▶ [Trabajo por hacer]
Según el texto seleccionado, ¿en qué lugar que frecuenta quien escribe se considera importante el pasaje del Eclesiástico sobre el honor debido a los padres?

▶ [Texto seleccionado]
○ ○ ○

Domingo II después de Navidad: ¿Pero qué es la sabiduría?

Por A. Pronzato
Eclesiástico 24, 1-4.12-16 Efesios 1, 3-6.15-18. Juan 1, 1-18

Cuando un hijo pierde el juicio...

Y luego los predicadores se lamentan de que el efecto del sermón se desvanece rápidamente, las más de las veces a la salida de la iglesia... Yo, sin embargo, me quedé en la predicación de la fiesta de la Sagrada Familia, sobre todo porque todavía no había logrado desatar un pequeño nudo. He tenido conciencia de ello, este domingo, apenas he oído hablar de sabiduría. Entonces he vuelto hacia atrás, al capítulo anterior, a aquel nudo no resuelto.

El Eclesiástico, en la bellísima y muy actual página donde habla del honor debido a los padres (un texto importante en el asilo de ancianos que frecuento), advierte: «Hijo mío, sé constante en honrar a tu padre, no lo abandones mientras vivas; aunque pierda el juicio, ten indulgencia».

Me pregunto: Y cuando sucede que es el hijo el que pierde el sentido, un pobre padre ¿qué debe hacer? ¿limitarse a compadecerlo?... Me parece poco, y muy cómodo. Ya no se trata de casos aislados, sino de un fenómeno bastante difundido.

Hijos que tiran por el aire todo el bagaje de la educación recibida; pisotean ostentosamente valores que hasta ahora se consideraban sagrados; rechazan todo lo que pertenece al pasado liquidándolo con un displicente juicio, «antiguallas», sin ni siquiera preguntarse, si, por casualidad, hay algo válido que salvar; usan el cerebro —ciertamente no tocado por los años, como desgraciadamente ocurre a ciertos viejos— para discurrir cosas no razonables; piensan con las cabezas de los demás («todos hacen lo mismo...»). Y podría continuar con el tema para largo...

○ ○ ○

▶ [Material]
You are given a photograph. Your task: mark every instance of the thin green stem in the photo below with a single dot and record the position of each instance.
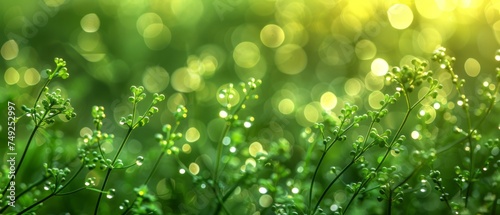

○ ○ ○

▶ [Respuesta correcta]
En el asilo de ancianos.